Texto fornecido:
Futebol português pode não ser afinal o El Dorado que prometiam - TVI

Futebol português pode não ser afinal o El Dorado que prometiam

Programa Regressar

Regresso de jogadores emigrantes com mais de três anos no estrangeiro foi apresentado como uma grande oportunidade para os clubes, mas os benefícios fiscais podem ter um custo muito elevado: e quem perde serão os próprios jogadores. Saiba tudo.

O Orçamento do Estado para o ano de 2019 trazia uma surpresa para os emigrantes portugueses: a possibilidade de regressar a Portugal com benefícios fiscais.

A medida, que adquiriu o nome de Programa Regressar, não é exclusiva para jogadores ou treinadores de futebol, obviamente, sendo para todos os trabalhadores emigrantes portugueses, o que significa que também se aplica àqueles. Desde que preencham determinadas condicionantes.

O regresso a Portugal tem de acontecer em 2019 ou 2020, por exemplo, e os emigrantes têm que ter sido residentes fiscais em Portugal antes de 31 de dezembro de 2015: ou seja, não podem ter tido residência fiscal no nosso país nos últimos três anos, mas tiveram que a ter antes disso.

Se estas três condições se verificarem, o emigrante que regressar a Portugal em 2019 ou 2020 ganha o benefício de ficar com metade dos seus rendimentos do trabalho, por conta de outrem ou de recibos verdes, isentos de IRS por cinco anos.

Ou seja, não poupa apenas metade do que paga em IRS, fica, isso sim, com 50 por cento dos rendimentos isentos de IRS, pelo que com a descida de escalão o benefício pode ser até superior.

Ora este benefício concedido pelo Governo aos emigrantes desde janeiro foi anunciado como o detonador de um novo El Dorado para os jogadores portugueses há mais de três anos no estrangeiro, e até para alguns estrangeiros que passaram por Portugal e podiam voltar.

Afinal de contas, só iam pagar IRS sobre 50 por cento dos rendimentos, o que significa que os clubes portugueses lhes podiam oferecer salários competitivos sem ter de ficar às portas da bancarrota.

Dados guardados:
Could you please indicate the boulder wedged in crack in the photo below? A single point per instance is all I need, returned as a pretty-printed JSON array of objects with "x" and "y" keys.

Instrução escrita 1: Segundo o texto sobre o Programa Regressar, durante quantos anos fica metade dos rendimentos do trabalho isenta de IRS?
Instrução escrita 2: Retome, por favor, o texto sobre o Programa Regressar a partir da última frase apresentada.
A listagem provém de outra fonte.

Resposta do exercício 1: Durante cinco anos.

Resposta do exercício 2:
Seria, por isso, uma excelente oportunidade para todos: os jogadores podiam regressar com bons salários e os clubes podiam ter bons jogadores com uma despesa mais curta sobre o vencimento.

No entanto, alerta Ana Duarte, diretora de fiscalidade da PwC, as coisas podem não ser bem assim. O Programa Regressar traz mais condicionantes, que poderão ter peso nos rendimentos finais dos jogadores, particularmente nos investimentos feitos no estrangeiro.

Para perceber melhor o prejuízo que o Programa Regressar pode significar para os jogadores e treinadores de futebol é preciso perceber um outro programa destinado a atrair quer estrangeiros quer emigrantes portugueses: chama-se Residente Não Habitual e já existe há cerca de dez anos.

Trata-se de um programa destinado a quem tenha sido não residente fiscal em Portugal nos últimos cinco anos e que deseje agora transferir a residência para Portugal.

«Qualquer pessoa pode qualificar-se para o regime aplicável aos Residentes Não Habituais se preencher dois requisitos: por um lado, não pode ter sido residente fiscal no nosso país nos cinco anos anteriores e, por outro, tem de transferir a sua residência fiscal para Portugal», começa por dizer Ana Duarte.

«Neste regime os rendimentos do trabalho são tributados a uma taxa especial de 20 por cento, se a atividade do contribuinte constar de uma lista de atividades apelidada Atividades de Alto Valor Acrescentado e que foi publicada pela autoridade tributária. No entanto, os futebolistas, tal como os desportistas e os treinadores, não constam dessa lista. Portanto não têm esse benefício.»

Apesar de não conceder benefícios fiscais sobre o vencimento, o regime do Residente Não Habitual tem algo que o torna precioso para jogadores e treinadores de futebol.

«Os desportistas poderão ter vantagens nos rendimentos gerados no seu portfolio de investimentos, porque podem ficar isentos de tributação sobre os juros e dividendos de investimentos feitos no estrangeiro. Também outros rendimentos passivos obtidos no estrangeiro podem ficar isentos, como sejam os rendimentos prediais e as mais-valias na venda de imóveis situados fora de Portugal», conta Ana Duarte.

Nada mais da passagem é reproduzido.